## Job 1
In the termination terms, write out the passage from "Effect of Termination." to "of this Agreement." again, substituting "retain" for "store".
## Job 2
According to the termination terms, how much advance notice must be given to the Customer to end the Agreement for any reason?
## Job 3
List every circumstance that, under the termination terms, allows immediate suspension of the Customer's access or termination of the account and Agreement.

## Source passage
------------------------------------------------------------------------
Term. The term of this Agreement commences when Customer registers and creates an account to use the Services and will remain in effect until terminated in accordance with this Agreement. 

Termination. Customer may terminate this Agreement by terminating the Services under Customer’s account, and we may terminate this Agreement for any reason by providing Customer 30 days’ advance notice. 

Suspension of Services. We may also suspend Customer access to the Services or terminate Customer account and this Agreement, immediately if: 

  • we change the way we provide or discontinue the Services; 
  • Customer is late in payment or otherwise in breach of this Agreement;
  • we reasonably determine that Customer’s use of the Services poses a risk to the availability, functionality or security of the Services; 
  • we reasonably determine that Customer’s use of the Services may be unlawful; or 
  • Customer have ceased to operate or become the subject of any bankruptcy, reorganization, liquidation, dissolution or similar proceeding;
  • Customer has violated the Acceptable Use and Customer Obligations set out in this Agreement. 

If we suspend Customer’s right to access or use any portion or all of the Services, Customer remains responsible for all fees and charges Customer has incurred during the suspension and Customer will not be entitled to any credit or refund. We will use commercially reasonable efforts to restore Customer’s access to the Services promptly following resolution of the cause of the suspension. 

We may suspend or terminate Customer’s access to or use of any Beta Release at any time and for any reason.

Effect of Termination. Upon termination of this Agreement all Customer’s rights under this Agreement immediately terminate; and Customer remains responsible for all fees and charges Customer has incurred up to and including the date of termination. We have no obligation to continue to store the data contained in the Services that Customer have terminated or after termination of this Agreement.
------------------------------------------------------------------------
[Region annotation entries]
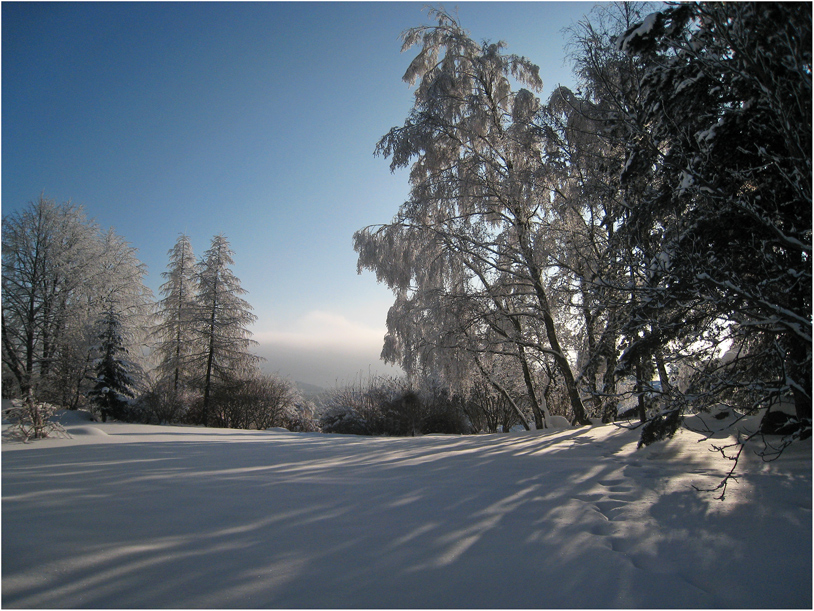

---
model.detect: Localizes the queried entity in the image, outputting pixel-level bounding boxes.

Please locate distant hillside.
[295,382,328,401]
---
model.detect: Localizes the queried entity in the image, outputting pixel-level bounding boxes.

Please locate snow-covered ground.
[2,413,812,608]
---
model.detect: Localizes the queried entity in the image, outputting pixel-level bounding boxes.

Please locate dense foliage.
[354,3,812,443]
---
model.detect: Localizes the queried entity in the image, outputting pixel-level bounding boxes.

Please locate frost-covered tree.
[190,234,260,423]
[618,2,812,430]
[2,197,98,404]
[155,234,197,394]
[354,10,588,423]
[88,303,138,421]
[2,197,151,408]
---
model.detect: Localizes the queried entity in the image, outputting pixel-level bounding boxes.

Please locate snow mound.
[51,409,96,426]
[65,426,107,437]
[548,416,571,429]
[0,412,812,609]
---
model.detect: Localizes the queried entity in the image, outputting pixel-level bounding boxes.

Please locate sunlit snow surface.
[2,414,812,608]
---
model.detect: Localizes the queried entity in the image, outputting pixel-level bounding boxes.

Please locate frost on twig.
[3,397,71,443]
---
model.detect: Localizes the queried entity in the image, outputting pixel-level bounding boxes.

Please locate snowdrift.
[2,416,812,608]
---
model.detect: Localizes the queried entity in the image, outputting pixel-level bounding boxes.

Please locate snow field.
[2,414,812,608]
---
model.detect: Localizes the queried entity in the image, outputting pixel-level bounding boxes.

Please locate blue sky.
[2,2,592,387]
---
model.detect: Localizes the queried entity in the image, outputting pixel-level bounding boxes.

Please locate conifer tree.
[155,234,197,394]
[88,304,136,421]
[193,234,260,424]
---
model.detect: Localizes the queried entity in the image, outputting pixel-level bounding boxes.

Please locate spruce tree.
[193,234,260,424]
[155,234,197,395]
[88,305,136,421]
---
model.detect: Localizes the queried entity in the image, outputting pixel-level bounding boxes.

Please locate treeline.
[2,197,315,430]
[354,2,812,440]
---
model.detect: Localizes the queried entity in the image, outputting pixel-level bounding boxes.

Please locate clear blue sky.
[2,2,592,387]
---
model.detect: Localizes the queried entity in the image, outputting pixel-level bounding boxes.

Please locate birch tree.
[2,196,152,416]
[354,10,589,424]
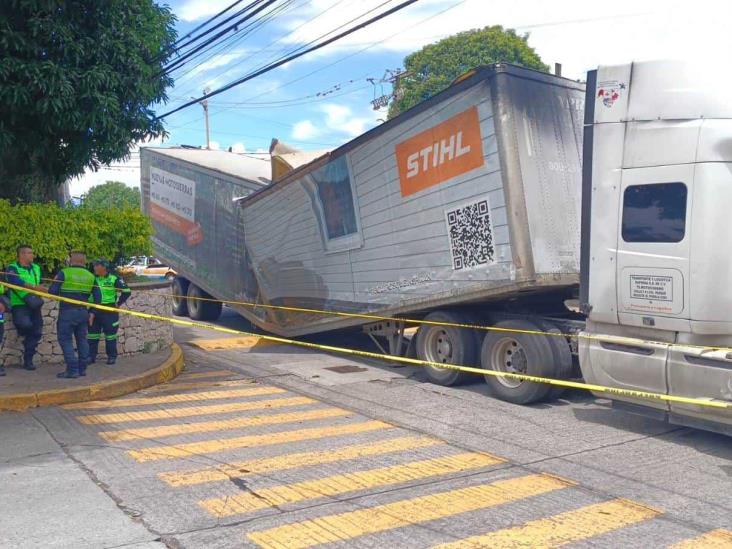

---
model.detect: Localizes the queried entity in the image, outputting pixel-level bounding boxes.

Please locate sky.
[66,0,732,196]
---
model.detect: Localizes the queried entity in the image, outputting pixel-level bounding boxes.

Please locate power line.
[168,0,308,99]
[162,0,253,58]
[162,0,278,76]
[172,0,353,100]
[197,0,468,123]
[155,0,419,120]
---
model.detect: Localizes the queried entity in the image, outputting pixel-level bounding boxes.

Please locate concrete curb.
[0,343,183,412]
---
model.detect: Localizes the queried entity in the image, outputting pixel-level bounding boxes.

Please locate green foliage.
[0,199,153,276]
[389,25,549,118]
[0,0,175,202]
[83,181,140,210]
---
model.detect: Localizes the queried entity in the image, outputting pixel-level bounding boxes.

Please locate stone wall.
[0,283,173,366]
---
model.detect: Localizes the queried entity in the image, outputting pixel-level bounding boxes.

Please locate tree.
[389,25,549,118]
[83,181,140,210]
[0,0,176,201]
[0,199,153,276]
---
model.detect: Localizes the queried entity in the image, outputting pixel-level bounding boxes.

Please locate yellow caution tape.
[4,282,732,410]
[5,270,732,352]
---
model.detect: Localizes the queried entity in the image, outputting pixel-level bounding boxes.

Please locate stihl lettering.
[396,107,483,196]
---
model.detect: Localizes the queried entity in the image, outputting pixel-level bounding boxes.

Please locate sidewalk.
[0,344,183,411]
[0,408,165,549]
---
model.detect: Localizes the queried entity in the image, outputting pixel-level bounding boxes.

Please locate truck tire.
[480,320,554,404]
[415,311,478,386]
[172,276,190,316]
[187,284,222,320]
[541,321,574,401]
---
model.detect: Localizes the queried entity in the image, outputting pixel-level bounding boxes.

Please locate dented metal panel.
[143,65,584,336]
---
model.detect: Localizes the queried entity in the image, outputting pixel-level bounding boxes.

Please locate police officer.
[0,282,10,377]
[48,252,102,379]
[89,259,132,365]
[7,244,46,370]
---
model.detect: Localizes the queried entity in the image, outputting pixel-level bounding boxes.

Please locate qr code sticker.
[445,199,495,271]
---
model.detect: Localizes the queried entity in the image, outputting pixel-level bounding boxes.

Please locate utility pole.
[191,88,211,149]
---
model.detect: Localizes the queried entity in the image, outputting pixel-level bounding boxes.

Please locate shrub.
[0,200,153,275]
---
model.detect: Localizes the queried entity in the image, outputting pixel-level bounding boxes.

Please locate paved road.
[0,308,732,548]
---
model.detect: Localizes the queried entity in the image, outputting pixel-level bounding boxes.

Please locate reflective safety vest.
[10,261,41,307]
[61,267,94,296]
[95,274,117,305]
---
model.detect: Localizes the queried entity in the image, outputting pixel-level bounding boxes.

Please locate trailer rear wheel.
[481,320,554,404]
[172,276,190,316]
[541,322,574,400]
[416,311,478,386]
[188,284,222,320]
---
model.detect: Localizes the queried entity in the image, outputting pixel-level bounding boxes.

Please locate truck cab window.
[312,156,358,240]
[622,183,687,242]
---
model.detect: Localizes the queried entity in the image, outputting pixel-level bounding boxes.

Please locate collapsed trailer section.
[142,65,584,336]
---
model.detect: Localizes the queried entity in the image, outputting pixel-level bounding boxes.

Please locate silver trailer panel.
[242,66,584,335]
[143,65,584,336]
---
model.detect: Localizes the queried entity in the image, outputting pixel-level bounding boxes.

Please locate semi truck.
[141,62,732,433]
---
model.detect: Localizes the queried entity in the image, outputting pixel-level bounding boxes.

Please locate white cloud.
[292,120,320,139]
[268,0,732,78]
[186,50,246,80]
[321,103,371,137]
[176,0,231,22]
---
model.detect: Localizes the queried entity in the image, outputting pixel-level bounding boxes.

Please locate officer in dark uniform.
[6,244,46,370]
[0,282,10,377]
[48,252,102,379]
[89,259,132,365]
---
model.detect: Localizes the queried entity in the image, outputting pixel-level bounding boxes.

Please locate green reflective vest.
[95,274,117,305]
[61,267,94,295]
[0,284,5,324]
[10,261,41,307]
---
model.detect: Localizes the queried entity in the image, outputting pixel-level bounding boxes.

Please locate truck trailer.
[141,62,732,431]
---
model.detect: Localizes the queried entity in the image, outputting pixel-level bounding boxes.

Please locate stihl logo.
[407,131,470,179]
[396,107,483,196]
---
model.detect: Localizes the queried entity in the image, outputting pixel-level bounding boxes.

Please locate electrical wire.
[158,0,253,60]
[167,0,307,89]
[155,0,419,120]
[162,0,278,76]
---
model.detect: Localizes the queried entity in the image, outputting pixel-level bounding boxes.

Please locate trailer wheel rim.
[425,329,455,367]
[491,337,528,389]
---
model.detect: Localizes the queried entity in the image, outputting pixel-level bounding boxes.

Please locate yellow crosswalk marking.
[99,408,353,442]
[671,529,732,549]
[158,437,446,487]
[199,452,501,517]
[64,386,286,410]
[438,499,661,549]
[247,474,574,549]
[76,397,318,425]
[176,370,236,381]
[145,379,254,394]
[127,421,393,462]
[188,336,279,351]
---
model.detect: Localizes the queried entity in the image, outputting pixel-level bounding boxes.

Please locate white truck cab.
[579,61,732,433]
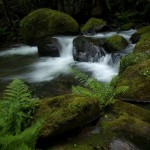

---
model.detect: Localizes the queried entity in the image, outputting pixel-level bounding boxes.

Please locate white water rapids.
[0,30,135,82]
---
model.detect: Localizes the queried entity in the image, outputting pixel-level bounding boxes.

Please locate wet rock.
[113,59,150,103]
[37,37,60,57]
[34,95,101,140]
[110,139,139,150]
[73,36,105,62]
[130,26,150,43]
[104,35,128,53]
[20,8,79,45]
[119,52,148,73]
[81,18,106,34]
------------------------------------------------------------------------
## Task result 1
Effect of Termination. Upon termination of this Agreement all Customer’s rights under this Agreement immediately terminate; and Customer remains responsible for all fees and charges Customer has incurred up to and including the date of termination. We have no obligation to continue to retain the data contained in the Services that Customer have terminated or after termination of this Agreement.

## Task result 2
30 days' advance notice.

## Task result 3
- We change the way we provide or discontinue the Services.
- Customer is late in payment or otherwise in breach of this Agreement.
- We reasonably determine that Customer's use of the Services poses a risk to the availability, functionality or security of the Services.
- We reasonably determine that Customer's use of the Services may be unlawful.
- Customer has ceased to operate or become the subject of any bankruptcy, reorganization, liquidation, dissolution or similar proceeding.
- Customer has violated the Acceptable Use and Customer Obligations set out in this Agreement.